# Ants! OMG!!!!!!!!!!! HELP!



## Bluefirepegasus (Jan 6, 2008)

:sob: OMG! I discovered when giving my baby orchids a sink watering today ants ALL OVER THEM! I also discovered ants around the window they were in and that they had made a hole in the window. So,  I think they are in the walls! 

We threw all the baby orchids away. Who knows if they were farming aphids or burrowing inside. 

Any advice on how to deal with them would be great. We moved the other orchids in the area away from there and are setting out to get some ant traps. We are also spraying a home liquid spray that targets ants, spiders etc. all over the window, floor doors and wall where the area was. Actually, the entire hallway got doused. 

Anyway, any advice would be great. I didn't want to throw those orchids away but at what price would I have paid to keep them? My whole collection? I couldn't risk it and believe me.....I boo-hood about it too. But what can you do? 

Bluefirepegasus


----------



## goldenrose (Jan 6, 2008)

First not overreact. Give the traps & spray a chance to work.
What kind of ants are these? They made a hole in the window?? They are in the walls?? If they are carpenter ants then you may not be overreacting & I would get rid off them. If they are the more common type ants, they found a way in, most of them find their way out especially if met with uninviting insecticides.

"We threw all the baby orchids away. Who knows if they were farming aphids or burrowing inside." WHAT! How many plants are you talking? First off ants would be attracted to any insect secreting honeydew, so it could be an indication of an insect problem starting you haven't detected. Ants would be PREDATORS for these insects! Unpot an orchid or 2 or 3, are there any eggs? Repot them or use a soil drench. Having a GH, I know it's easier for me to take a laid back approach. Every year, at some point, I water a plant & the next thing you know there are ants all over. Most of them don't like getting drenched every couple of days & they leave, nor do they like be disturbed by repotting a plant, again they leave. I have seen ants devouring mealybugs, so I'm not too quick to chase them away.

TASK LIST:
a – Decide whether each statement below agrees with the forum thread on ants. For each, answer yes or no and quote the words of the thread that settle it.
(i) The person who started the thread kept the baby orchids.
(ii) The whole hallway was sprayed.
(iii) goldenrose has watched ants eating mealybugs.
b – Return the part of the forum thread on ants that opens with the words containing "# Ants! OMG!!!!!!!!!!!" and closes with "hallway got doused.", copied with no changes.
c – Answer these questions from the forum thread on ants.
(i) On what date were both posts made?
(ii) What is the person who started the thread setting out to get?
(iii) According to goldenrose, what would ants be attracted to?

SOURCE DATA:
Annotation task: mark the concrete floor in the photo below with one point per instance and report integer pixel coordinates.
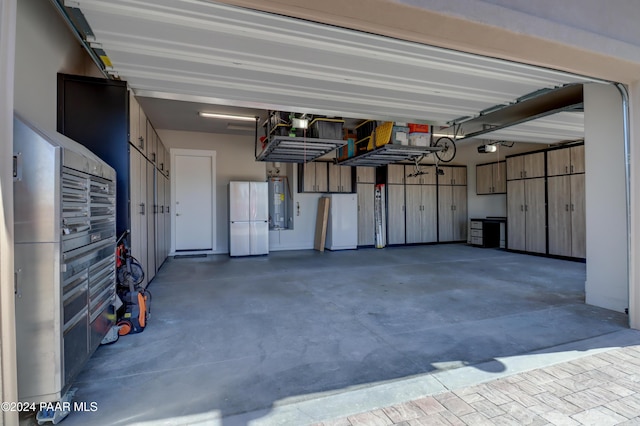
(240, 336)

SOLUTIONS TO THE PROBLEMS:
a –
(i) No: "We threw all the baby orchids away."
(ii) Yes: "Actually, the entire hallway got doused."
(iii) Yes: "I have seen ants devouring mealybugs"

b –
# Ants! OMG!!!!!!!!!!! HELP!



## Bluefirepegasus (Jan 6, 2008)

:sob: OMG! I discovered when giving my baby orchids a sink watering today ants ALL OVER THEM! I also discovered ants around the window they were in and that they had made a hole in the window. So,  I think they are in the walls! 

We threw all the baby orchids away. Who knows if they were farming aphids or burrowing inside. 

Any advice on how to deal with them would be great. We moved the other orchids in the area away from there and are setting out to get some ant traps. We are also spraying a home liquid spray that targets ants, spiders etc. all over the window, floor doors and wall where the area was. Actually, the entire hallway got doused.

c –
(i) Jan 6, 2008
(ii) Some ant traps
(iii) Any insect secreting honeydew